### TASK TO CARRY OUT:
In the records below, the line containing "column 351, row 242" is the first to keep. Retype it and all later lines exactly, through the end.

### STORED DATA:
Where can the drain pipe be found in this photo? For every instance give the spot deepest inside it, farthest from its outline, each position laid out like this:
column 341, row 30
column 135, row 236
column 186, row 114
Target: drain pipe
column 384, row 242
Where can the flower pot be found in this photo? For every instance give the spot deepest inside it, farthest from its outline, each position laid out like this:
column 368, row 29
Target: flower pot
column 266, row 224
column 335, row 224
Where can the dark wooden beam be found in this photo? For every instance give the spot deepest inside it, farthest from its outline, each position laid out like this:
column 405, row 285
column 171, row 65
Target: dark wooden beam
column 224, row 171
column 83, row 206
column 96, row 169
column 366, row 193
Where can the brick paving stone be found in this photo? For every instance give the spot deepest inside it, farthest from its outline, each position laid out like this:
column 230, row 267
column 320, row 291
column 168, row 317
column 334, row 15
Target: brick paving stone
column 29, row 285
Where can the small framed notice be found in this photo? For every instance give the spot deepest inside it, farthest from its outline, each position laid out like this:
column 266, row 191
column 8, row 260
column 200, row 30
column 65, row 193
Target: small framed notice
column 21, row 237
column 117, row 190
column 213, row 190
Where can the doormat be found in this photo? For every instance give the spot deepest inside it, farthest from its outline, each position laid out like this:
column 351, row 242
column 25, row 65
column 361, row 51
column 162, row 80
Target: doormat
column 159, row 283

### ANSWER FOR THE TASK:
column 351, row 242
column 25, row 65
column 361, row 51
column 162, row 80
Target: doormat
column 159, row 283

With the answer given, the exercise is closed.